----- Available records

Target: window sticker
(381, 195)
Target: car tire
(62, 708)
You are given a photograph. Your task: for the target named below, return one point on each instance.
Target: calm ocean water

----------

■ Your assignment
Copy all of the data above, character for character.

■ Written answer
Target: window sticker
(381, 195)
Target: car tire
(62, 708)
You are given a photograph. Your task: for the target named below, return one point on each instance.
Target: calm ocean water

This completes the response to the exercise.